Não só em empresas nos EUA, mas também em todo o mundo, as pessoas estão finalmente abordando assuntos sobre raça, justiça, diversidade, igualdade e inclusão. Isso é bom, e esperamos que abra o caminho para ações antirracistas significativas, tanto por parte de indivíduos como também, das empresas. Mas estes debates serão em todas as suas manifestações, muito desconfortáveis — não apenas para os funcionários e líderes brancos que podem estar confrontando seus privilégios pela primeira vez, como também para as pessoas de cor – especialmente os negros norte-americanos, que sabem que ter conversas francas com seus colegas significa encarar ou reagir às “microagressões’’.
Estamos falando daqueles incidentes nos quais alguém, acidental ou propositalmente, faz um comentário ofensivo ou uma pergunta insensível. Microagressões são definidas como humilhações verbais, comportamentais ou circunstanciais que expressam insultos ou desprezo racial hostil, depreciativo ou negativo referentes a um grupo ou pessoa específica. Para os negros, eles estão onipresentes no trabalho e na vida cotidiana. Alguns exemplos de afirmações aparentemente inócuas que, em um contexto de suposições e estereótipos racistas, podem ser devastadoras:
- “Quando vejo você, não vejo cor” (indicando que a pessoa não está levando em consideração sua cor ou que isso possa pesar contra você)
- “Somos todos da mesma raça: a raça humana” (sugerindo que sua experiência como negro não é diferente da de pessoas de outras raças)
- “Você é tão articulado” (mostrando que os negros não são normalmente capazes de manter uma conversa intelectual a contento)
- “Estou vendo que hoje seu cabelo está enorme! Você pretende ir assim na reunião com o cliente?” (indicando que o cabelo de negros ao natural não é adequado para o ambiente de trabalho)
- “Todos podem ser bem sucedidos se trabalharem” (sugerindo que os resultados desiguais obtidos pelos negros são decorrentes da preguiça)

Tarefas obrigatórias =>
a) Segundo o texto sobre microagressões, qual é a definição de microagressões?
b) Retome o texto sobre microagressões a partir do ponto em que ele termina.

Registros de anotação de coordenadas
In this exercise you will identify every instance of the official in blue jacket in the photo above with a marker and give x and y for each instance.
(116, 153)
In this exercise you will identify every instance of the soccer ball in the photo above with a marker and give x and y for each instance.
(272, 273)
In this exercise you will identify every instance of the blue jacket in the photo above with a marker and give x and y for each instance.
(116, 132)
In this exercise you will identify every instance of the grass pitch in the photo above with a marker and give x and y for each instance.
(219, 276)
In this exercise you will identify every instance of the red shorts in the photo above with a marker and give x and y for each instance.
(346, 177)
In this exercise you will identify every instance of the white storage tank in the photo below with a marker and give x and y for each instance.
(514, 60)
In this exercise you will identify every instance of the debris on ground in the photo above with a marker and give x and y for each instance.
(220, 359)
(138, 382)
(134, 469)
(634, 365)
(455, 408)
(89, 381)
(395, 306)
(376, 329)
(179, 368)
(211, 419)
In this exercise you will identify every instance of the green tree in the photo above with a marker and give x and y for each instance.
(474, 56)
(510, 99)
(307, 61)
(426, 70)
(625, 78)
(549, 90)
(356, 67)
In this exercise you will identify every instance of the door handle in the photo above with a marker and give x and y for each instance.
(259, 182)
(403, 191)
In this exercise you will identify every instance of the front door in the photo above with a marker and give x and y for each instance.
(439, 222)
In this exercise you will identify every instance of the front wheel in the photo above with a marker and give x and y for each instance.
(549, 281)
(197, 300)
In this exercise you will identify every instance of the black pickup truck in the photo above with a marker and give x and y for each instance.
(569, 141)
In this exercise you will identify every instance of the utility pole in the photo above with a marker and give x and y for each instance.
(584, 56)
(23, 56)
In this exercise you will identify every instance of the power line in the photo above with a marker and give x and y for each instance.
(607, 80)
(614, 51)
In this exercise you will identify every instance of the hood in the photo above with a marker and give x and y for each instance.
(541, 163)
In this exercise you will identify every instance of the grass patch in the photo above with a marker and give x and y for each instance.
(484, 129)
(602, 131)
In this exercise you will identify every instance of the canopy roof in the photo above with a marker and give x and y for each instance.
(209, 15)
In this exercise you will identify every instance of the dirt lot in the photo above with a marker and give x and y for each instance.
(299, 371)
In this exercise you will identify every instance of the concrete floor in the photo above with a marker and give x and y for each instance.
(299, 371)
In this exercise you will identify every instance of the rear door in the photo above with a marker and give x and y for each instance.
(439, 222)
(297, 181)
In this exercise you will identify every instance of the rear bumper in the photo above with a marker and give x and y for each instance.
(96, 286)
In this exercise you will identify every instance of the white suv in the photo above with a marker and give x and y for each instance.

Resultados do exercício =>
a) São humilhações verbais, comportamentais ou circunstanciais que expressam insultos ou desprezo racial hostil, depreciativo ou negativo referentes a um grupo ou pessoa específica.

b)
Como a palavra sugere, microagressões parecem pequenas, mas somadas ao longo do tempo, podem ter resultados prejudiciais na experiência do funcionário e na sua saúde e bem-estar psicológico. Na verdade, pesquisas sugerem que formas sutis de discriminação interpessoal, como as microagressões, são, no mínimo, tão prejudiciais quanto outras formas mais abertas de discriminação.
As microagressões reforçam o privilégio dos brancos e minam a cultura de inclusão. Certamente, a melhor solução é aumentar a conscientização acerca de microagressões, insistir para que funcionários “não negros” parem de cometê-las e chamar a atenção daqueles que o fazem. No entanto, na ausência de tais mudanças — e por entender que a prevenção total é provavelmente impossível — como funcionários e gestores negros devem responder às microagressões que sofrem dentro e fora das atuais discussões sobre raça no ambiente de trabalho?
Há três formas principais de reagir:
Não se abale. Por muito tempo, a reação padrão mais comum era não reagir a comentários ofensivos no local de trabalho. Por serem universais, ainda que sutis, os comentários são desgastantes ao serem confrontados. Assim, o silêncio gera uma carga emocional para os funcionários negros que ficam se perguntando o que aconteceu e porquê, questionando o direito de se sentirem ofendidos, reforçando a crença de que não estão a salvo da desvalorização de sua identidade no trabalho.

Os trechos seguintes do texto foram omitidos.